===== Dataset entries

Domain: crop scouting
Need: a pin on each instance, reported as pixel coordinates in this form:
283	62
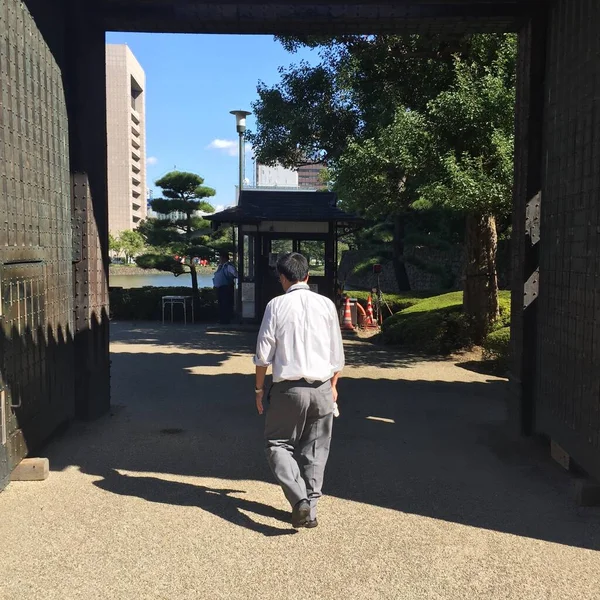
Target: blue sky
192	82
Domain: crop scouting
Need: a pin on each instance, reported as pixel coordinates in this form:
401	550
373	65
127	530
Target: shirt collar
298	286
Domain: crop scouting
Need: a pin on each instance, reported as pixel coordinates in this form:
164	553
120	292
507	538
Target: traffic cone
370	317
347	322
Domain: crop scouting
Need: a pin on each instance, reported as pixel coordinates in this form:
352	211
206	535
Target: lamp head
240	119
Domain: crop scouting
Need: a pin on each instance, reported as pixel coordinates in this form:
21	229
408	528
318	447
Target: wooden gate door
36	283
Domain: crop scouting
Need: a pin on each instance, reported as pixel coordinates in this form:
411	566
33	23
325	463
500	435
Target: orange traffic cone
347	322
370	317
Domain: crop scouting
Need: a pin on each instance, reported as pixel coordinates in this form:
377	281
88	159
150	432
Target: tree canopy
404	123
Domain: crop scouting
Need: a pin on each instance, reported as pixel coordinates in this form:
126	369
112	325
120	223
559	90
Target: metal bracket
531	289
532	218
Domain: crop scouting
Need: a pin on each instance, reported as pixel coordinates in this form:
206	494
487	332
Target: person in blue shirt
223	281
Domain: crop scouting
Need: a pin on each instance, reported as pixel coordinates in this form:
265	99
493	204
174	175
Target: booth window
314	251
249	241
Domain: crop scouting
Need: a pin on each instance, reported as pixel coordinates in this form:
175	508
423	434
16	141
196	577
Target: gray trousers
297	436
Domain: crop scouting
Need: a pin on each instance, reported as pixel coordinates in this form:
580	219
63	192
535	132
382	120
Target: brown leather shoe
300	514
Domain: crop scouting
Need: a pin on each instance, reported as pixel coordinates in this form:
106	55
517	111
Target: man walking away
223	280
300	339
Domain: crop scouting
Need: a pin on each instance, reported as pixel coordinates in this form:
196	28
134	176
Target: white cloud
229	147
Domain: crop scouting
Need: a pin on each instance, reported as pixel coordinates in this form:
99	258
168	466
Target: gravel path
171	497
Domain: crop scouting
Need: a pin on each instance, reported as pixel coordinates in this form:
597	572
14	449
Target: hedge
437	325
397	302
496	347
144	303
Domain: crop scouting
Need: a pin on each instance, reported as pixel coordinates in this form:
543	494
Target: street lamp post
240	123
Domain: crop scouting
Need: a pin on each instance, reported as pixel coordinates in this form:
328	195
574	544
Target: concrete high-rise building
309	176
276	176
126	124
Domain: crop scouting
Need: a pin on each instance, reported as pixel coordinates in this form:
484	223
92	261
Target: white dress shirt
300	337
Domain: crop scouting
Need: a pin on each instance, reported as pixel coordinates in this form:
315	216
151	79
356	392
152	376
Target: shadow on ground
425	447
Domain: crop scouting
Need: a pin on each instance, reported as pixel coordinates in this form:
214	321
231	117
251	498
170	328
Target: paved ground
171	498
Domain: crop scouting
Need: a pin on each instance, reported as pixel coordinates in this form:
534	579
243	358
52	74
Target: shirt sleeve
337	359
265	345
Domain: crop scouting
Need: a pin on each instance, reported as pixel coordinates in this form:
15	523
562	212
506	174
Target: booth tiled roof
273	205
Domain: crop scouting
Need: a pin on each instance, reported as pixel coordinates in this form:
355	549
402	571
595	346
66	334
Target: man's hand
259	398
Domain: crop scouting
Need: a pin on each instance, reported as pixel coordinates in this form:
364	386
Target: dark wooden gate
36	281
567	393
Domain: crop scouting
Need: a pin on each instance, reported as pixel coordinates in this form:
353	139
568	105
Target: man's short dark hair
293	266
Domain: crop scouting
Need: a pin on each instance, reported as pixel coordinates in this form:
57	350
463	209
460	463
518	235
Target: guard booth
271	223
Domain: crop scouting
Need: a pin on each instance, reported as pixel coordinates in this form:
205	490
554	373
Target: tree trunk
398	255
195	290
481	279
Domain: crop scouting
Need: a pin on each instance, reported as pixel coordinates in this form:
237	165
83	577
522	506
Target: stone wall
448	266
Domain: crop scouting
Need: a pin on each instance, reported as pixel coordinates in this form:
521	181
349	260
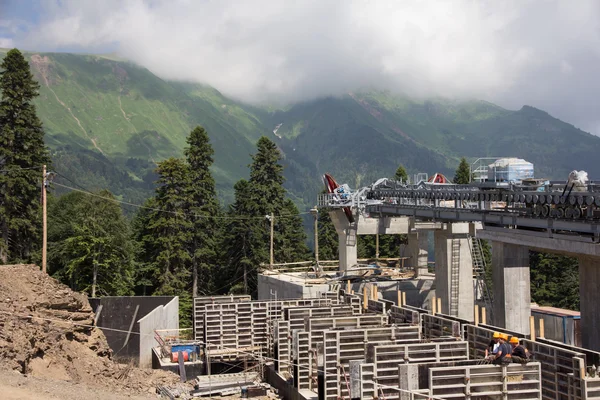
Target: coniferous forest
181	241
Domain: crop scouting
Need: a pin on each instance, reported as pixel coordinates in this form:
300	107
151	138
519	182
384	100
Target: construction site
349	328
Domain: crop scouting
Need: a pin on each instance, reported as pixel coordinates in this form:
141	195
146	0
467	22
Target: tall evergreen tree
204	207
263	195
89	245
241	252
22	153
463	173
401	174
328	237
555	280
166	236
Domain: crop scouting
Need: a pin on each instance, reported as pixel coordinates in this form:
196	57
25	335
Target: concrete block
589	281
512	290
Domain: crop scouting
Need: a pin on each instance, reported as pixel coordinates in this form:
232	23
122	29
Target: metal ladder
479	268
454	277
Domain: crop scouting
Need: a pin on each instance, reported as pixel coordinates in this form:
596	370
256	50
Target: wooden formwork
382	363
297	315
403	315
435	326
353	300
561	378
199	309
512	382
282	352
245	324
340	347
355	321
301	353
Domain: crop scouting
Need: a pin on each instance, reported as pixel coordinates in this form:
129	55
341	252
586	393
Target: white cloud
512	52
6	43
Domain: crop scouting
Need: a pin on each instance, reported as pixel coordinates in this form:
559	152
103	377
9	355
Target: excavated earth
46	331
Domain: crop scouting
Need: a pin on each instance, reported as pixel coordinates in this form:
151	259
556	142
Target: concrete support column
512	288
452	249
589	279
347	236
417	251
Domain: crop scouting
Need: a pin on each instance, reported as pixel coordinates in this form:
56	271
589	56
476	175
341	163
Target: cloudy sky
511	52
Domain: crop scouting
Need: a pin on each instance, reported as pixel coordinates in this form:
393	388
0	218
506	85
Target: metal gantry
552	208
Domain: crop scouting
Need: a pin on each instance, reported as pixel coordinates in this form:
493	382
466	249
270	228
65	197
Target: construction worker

==========

> **What you are asked to do**:
Could the entries be output exactly as written, but without their images?

> **Problem solution**:
Domain: crop scouting
Need: a pin on each instance, reported as pixel coordinates in this form:
283	62
Target: blue sky
192	82
Domain: crop scouting
Need: a pin on each instance, reported as pixel coordinates in this form:
401	550
373	65
127	530
Target: shirt collar
298	286
Domain: crop scouting
Need: a pin on each instance, reported as pixel coordinates in this form:
164	553
120	292
507	538
Target: traffic cone
370	317
347	322
Domain: crop scouting
Need: a pin on each instance, reported as pixel coordinates in this form:
352	211
206	535
Target: lamp head
240	119
Domain: crop scouting
Need: a pin on each instance, reported as pixel coordinates in this form:
21	229
408	528
318	447
Target: wooden gate door
36	283
Domain: crop scouting
Need: a pin on each instance, reported as pixel coordinates in this form:
411	566
33	23
325	463
500	435
Target: orange traffic cone
347	322
370	317
Domain: crop scouting
Need: a pin on each instance, reported as pixel coordinates in this form:
377	281
88	159
150	432
Target: tree canopy
404	123
Domain: crop scouting
Need: a pin on each instance, reported as pixel coordinates in this form:
126	369
112	325
120	223
559	90
Target: metal bracket
531	289
532	218
Domain: crop scouting
Need: a pin on each instance, reported as pixel coordinates in this form:
206	494
487	332
Target: person in blue shirt
223	281
Domain: crop scouting
Need: a pin on each instance, reported as pixel coordinates in this form:
265	99
493	204
174	175
Target: booth window
314	251
249	241
Domain: crop scouting
Need: a pin on each instance, reported as pixel coordinates in this form:
175	508
423	434
16	141
196	577
Target: gray trousers
297	436
Domain: crop scouting
Need: a pin on each instance, reported as pixel coordinates in this form:
580	219
63	192
535	132
382	120
Target: brown leather shoe
300	514
Domain: crop scouting
Need: a pin on each instance, reported as pixel coordinates in this form:
106	55
517	111
Target: man walking away
223	280
300	339
Domain: crop scouting
Need: a pin on each instance, reported as pixel coordinates in this form:
196	28
134	176
Target: white cloud
229	147
Domain: crop scouting
Need: a pin on each instance, reported as pixel coordinates in this form:
99	258
168	466
Target: gravel path
171	497
Domain: crop scouting
Need: a pin on each instance, reported as pixel coordinates in this form:
597	572
14	449
Target: hedge
437	325
397	302
496	347
144	303
Domain: crop scouting
Need: a pin on each instance, reported as pixel coordinates in this form:
543	494
Target: street lamp post
240	123
Domain: crop scouting
Need: a pin on each instance, reported as pixel coordinates in this form:
328	195
574	544
Target: concrete high-rise building
309	176
276	176
126	124
Domain: crop scouting
Need: a pin on each instance, reported as pixel coordinates in this form:
484	223
92	261
Target: white dress shirt
300	337
Domain: crop scouting
Need: a pin on each instance, reported as pixel coordinates in this form:
315	216
151	79
356	392
152	376
Target: shadow on ground
425	447
Domain: crop scouting
Need: a pin on each instance, reported as pixel coordinates in this form:
214	321
231	117
251	498
170	328
Target: paved ground
171	498
Domain: crop scouting
Need: a pin on each instance, reported as pixel coordinates in this form:
534	579
243	358
52	74
Target: shirt sleeve
337	359
265	345
Domain: crop scouting
Need: a pin on each instance, reported as pixel coordinates in this form:
15	523
562	212
506	174
Target: booth tiled roof
273	205
Domain: crop scouting
Need: a pin on each instance, reported as pixel coordinates in this form:
355	549
402	571
595	346
66	334
Target: man's hand
259	398
Domain: crop scouting
Need: a pin on each instance, reported as pixel coordinates in this form:
364	386
Target: dark wooden gate
36	281
567	393
Domain: crop scouting
Need: a pin on each instance, reported as pixel coordinates in this form:
353	139
568	105
Target: man's short dark hair
293	266
Domain: crop scouting
Need: a pin on each instance, reported as pixel coordinates in this form:
57	350
463	209
460	463
518	235
Target: guard booth
271	223
Domain: crop scouting
Need: a pin on each instance, reported as pixel coordinates in this form:
205	490
554	373
Target: tree trunk
398	255
195	290
481	279
Domain: crop scouting
Need: a pin on each instance, reported as pixel coordinates in this form:
237	165
83	577
522	506
Target: stone wall
448	266
Domain: crop scouting
Need: a pin on each instance, reported as pixel coordinates in this form:
521	181
349	260
Target: coniferous forest
181	241
Domain: crop scouting
Need: a pin on each instance, reported as pixel coordinates in this form:
300	107
151	138
519	182
384	100
Target: construction site
349	328
Domain: crop scouting
Need: a pin on each instance, reported as pixel coordinates in this form:
141	195
146	0
467	22
Target: tall evergreen tree
204	207
263	195
89	245
241	252
22	153
463	173
401	174
328	237
555	280
166	236
Domain: crop scouting
Need: a pin on each instance, reported as pixel coordinates in this form:
196	57
25	335
Target: concrete block
589	281
512	290
Domain: crop scouting
Need: a pin on each instance, reported as pixel coordinates in this form:
232	23
122	29
Target: metal ladder
479	268
454	277
Domain: crop scouting
Need: a pin on each instance, reported as pixel coordinates in this form:
596	370
256	50
Target: wooden formwork
382	363
297	315
403	315
435	326
353	300
561	378
199	309
512	382
282	352
245	324
340	347
355	321
301	353
Domain: crop scouting
Need: a pin on each instance, reported as pixel coordinates in this form:
129	55
341	252
586	393
Target: white cloud
512	52
6	43
Domain: crop scouting
Need: a pin on each instance, reported as pixel coordinates in this form:
559	152
103	377
9	355
Target: excavated earth
46	331
Domain: crop scouting
Need: a pin on each instance, reported as pixel coordinates in this form:
151	259
556	142
Target: concrete support column
512	288
452	249
589	279
347	236
417	251
Domain: crop scouting
Need: a pin on each instance, reported as pixel coordinates in this form:
56	271
589	56
476	175
341	163
Target: cloudy sky
511	52
Domain: crop scouting
Need: a pin on each instance, reported as pixel coordinates in this form:
393	388
0	218
506	85
Target: metal gantry
552	208
Domain: crop scouting
Need: a pin on each instance, reported as pixel coordinates in this form:
493	382
466	249
270	228
65	197
Target: construction worker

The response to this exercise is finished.